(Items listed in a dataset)
/---

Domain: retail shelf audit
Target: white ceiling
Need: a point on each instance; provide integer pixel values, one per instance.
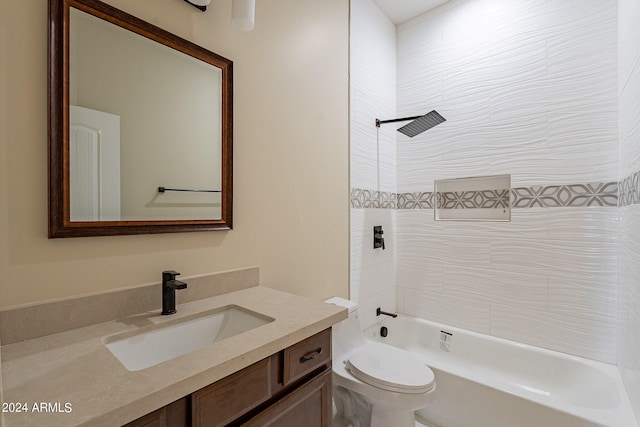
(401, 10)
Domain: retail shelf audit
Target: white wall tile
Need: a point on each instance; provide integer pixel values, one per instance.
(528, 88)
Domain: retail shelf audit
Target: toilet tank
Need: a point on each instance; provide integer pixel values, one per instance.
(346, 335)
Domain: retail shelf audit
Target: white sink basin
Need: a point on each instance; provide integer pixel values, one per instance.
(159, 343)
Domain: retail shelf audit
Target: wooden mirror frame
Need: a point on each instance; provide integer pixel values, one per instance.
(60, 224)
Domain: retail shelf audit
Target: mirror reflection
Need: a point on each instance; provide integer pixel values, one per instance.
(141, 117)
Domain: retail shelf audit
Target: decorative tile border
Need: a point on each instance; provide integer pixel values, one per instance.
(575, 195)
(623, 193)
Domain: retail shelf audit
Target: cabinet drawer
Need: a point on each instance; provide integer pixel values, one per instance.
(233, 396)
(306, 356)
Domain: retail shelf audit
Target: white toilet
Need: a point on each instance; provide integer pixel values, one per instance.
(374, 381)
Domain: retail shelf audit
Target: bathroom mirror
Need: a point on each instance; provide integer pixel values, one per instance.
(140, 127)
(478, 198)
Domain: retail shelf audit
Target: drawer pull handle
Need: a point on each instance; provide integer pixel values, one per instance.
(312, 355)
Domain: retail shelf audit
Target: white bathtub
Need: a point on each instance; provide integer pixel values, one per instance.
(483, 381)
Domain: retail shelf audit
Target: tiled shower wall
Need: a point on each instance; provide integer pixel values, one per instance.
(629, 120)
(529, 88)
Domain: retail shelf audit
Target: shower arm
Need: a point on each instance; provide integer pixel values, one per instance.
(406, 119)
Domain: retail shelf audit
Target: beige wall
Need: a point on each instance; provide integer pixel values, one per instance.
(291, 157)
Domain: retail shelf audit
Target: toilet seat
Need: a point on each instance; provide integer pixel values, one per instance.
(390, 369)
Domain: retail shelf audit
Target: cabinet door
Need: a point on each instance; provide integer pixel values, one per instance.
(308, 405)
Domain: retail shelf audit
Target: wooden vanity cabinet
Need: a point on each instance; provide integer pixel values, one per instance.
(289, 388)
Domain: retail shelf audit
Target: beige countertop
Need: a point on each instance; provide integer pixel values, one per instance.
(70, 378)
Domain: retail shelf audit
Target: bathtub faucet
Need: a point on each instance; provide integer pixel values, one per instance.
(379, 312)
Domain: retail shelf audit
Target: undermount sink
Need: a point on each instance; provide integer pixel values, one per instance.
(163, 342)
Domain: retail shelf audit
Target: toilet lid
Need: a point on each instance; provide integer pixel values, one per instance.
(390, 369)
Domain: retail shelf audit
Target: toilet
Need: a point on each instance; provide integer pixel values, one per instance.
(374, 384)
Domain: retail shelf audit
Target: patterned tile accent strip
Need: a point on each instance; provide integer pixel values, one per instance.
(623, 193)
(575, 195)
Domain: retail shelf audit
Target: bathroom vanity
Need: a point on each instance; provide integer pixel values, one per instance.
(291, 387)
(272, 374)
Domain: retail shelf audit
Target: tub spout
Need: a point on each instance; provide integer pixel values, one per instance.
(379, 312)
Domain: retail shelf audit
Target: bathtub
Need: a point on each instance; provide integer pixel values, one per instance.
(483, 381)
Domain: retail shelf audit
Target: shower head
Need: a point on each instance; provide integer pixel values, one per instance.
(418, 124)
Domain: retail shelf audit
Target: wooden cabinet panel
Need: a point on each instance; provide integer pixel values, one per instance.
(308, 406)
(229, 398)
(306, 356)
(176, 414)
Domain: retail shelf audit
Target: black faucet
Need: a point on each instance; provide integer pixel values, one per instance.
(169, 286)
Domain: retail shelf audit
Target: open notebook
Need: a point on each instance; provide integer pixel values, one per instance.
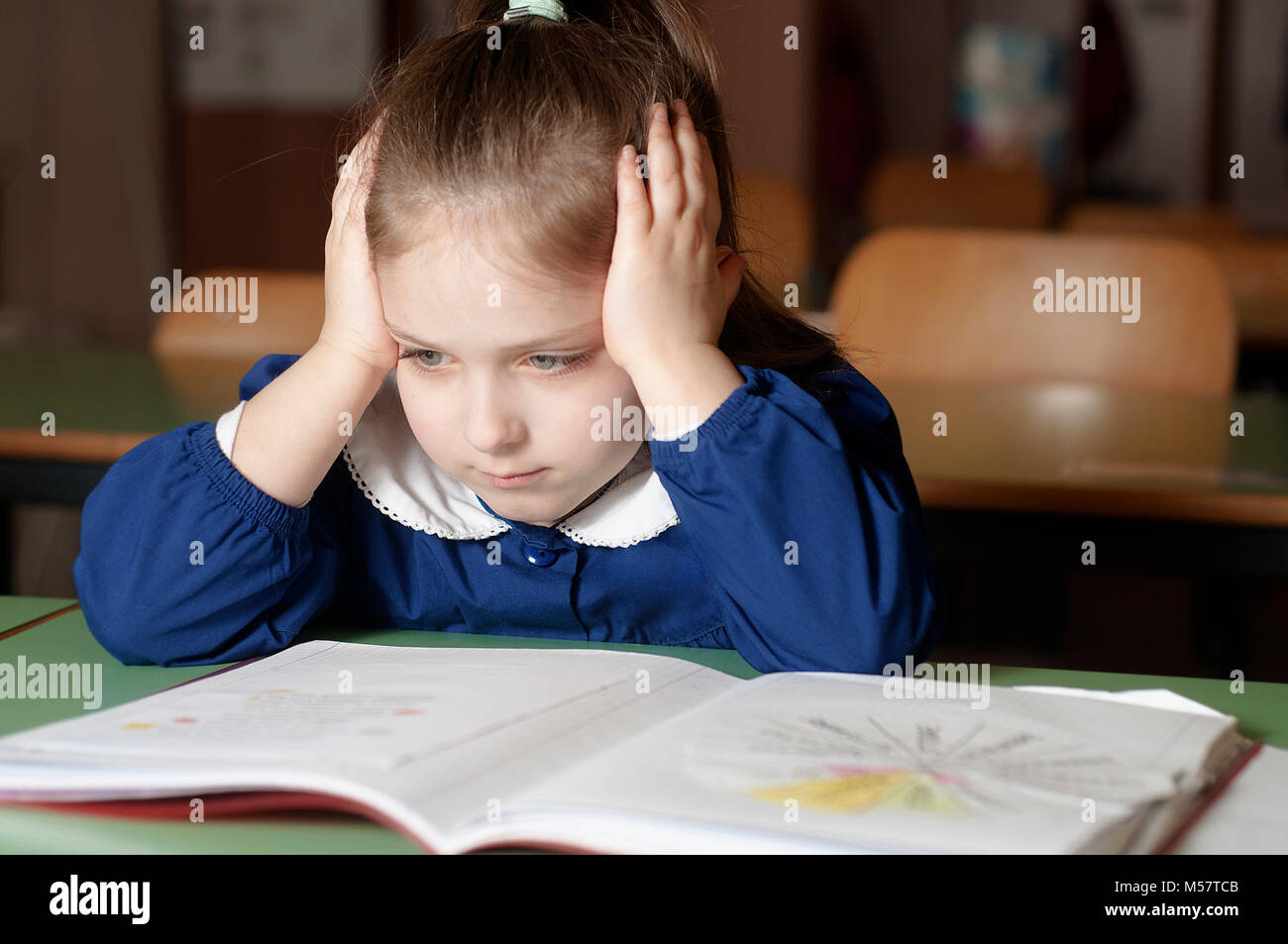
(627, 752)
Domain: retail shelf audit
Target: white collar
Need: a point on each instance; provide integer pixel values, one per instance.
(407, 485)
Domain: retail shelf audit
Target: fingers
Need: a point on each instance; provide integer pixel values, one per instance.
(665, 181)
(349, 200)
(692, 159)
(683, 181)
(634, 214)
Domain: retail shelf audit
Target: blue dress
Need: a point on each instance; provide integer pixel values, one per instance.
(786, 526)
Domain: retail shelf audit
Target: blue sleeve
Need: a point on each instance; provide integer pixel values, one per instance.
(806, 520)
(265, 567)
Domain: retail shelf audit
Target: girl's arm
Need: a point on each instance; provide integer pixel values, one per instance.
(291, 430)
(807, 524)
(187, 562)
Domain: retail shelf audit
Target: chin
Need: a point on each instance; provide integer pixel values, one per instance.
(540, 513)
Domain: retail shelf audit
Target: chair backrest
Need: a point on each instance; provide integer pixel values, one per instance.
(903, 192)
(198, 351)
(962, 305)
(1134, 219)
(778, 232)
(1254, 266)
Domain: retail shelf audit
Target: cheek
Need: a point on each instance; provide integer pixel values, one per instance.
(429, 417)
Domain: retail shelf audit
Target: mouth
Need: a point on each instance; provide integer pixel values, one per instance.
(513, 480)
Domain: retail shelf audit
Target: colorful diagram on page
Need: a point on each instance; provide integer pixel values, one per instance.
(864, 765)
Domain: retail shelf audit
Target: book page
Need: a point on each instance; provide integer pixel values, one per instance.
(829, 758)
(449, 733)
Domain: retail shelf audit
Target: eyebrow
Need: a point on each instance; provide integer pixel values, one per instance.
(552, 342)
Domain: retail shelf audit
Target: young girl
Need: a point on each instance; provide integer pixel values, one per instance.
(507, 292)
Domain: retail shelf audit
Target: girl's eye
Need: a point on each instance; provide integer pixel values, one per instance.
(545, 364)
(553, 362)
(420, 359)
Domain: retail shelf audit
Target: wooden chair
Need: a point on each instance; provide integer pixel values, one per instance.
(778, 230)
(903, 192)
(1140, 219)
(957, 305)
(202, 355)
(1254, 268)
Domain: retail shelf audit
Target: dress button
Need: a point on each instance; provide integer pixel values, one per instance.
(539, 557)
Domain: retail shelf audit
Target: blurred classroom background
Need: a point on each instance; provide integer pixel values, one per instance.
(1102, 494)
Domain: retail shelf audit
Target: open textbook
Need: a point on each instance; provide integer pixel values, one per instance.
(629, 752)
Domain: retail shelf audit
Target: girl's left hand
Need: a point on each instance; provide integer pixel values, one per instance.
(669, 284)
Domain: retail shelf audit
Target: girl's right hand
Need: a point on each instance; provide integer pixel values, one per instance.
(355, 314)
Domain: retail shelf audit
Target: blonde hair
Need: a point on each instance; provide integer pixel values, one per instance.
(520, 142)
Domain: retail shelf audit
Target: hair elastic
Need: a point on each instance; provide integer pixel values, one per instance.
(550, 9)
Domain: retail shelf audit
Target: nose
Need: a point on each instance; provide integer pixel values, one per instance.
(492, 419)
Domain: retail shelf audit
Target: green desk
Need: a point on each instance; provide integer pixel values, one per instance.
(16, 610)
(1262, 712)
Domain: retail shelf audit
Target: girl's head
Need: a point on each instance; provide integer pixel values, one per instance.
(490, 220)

\---

#### GIVEN EXERCISE
Report every line of the items that contains the word "open", treating uppercase and lowercase as different.

#### WRITTEN ANSWER
Target: open notebook
Target: open textbook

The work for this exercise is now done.